* _Records contained in a dataset_:
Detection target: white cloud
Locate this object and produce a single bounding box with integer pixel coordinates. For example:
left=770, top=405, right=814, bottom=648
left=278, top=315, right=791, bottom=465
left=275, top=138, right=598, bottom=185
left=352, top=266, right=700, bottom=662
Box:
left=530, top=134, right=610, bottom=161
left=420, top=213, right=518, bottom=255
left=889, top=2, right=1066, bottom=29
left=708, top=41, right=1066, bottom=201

--

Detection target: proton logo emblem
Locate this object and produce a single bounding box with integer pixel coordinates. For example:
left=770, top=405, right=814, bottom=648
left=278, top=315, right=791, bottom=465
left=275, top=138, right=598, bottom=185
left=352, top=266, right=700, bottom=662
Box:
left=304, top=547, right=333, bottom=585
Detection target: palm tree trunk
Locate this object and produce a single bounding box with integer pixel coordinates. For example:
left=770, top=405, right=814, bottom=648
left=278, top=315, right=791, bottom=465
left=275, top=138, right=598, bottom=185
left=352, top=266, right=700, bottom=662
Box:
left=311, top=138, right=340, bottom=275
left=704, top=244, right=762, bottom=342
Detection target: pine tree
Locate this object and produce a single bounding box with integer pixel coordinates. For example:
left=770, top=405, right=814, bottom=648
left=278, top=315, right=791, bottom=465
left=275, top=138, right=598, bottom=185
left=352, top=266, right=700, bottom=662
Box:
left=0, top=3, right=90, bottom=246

* _Your instructions_: Update the material from the line containing "Detection target: pine tree" down to the line containing "left=0, top=3, right=90, bottom=246" by changing "pine tree" to "spruce tree". Keep everything else the same and return only those lines.

* _Complete answer_:
Detection target: spruce tree
Locate this object and produce a single bounding box with integer pixel coordinates. For example:
left=770, top=405, right=814, bottom=648
left=278, top=315, right=791, bottom=465
left=275, top=138, right=598, bottom=185
left=352, top=266, right=700, bottom=662
Box:
left=0, top=3, right=90, bottom=246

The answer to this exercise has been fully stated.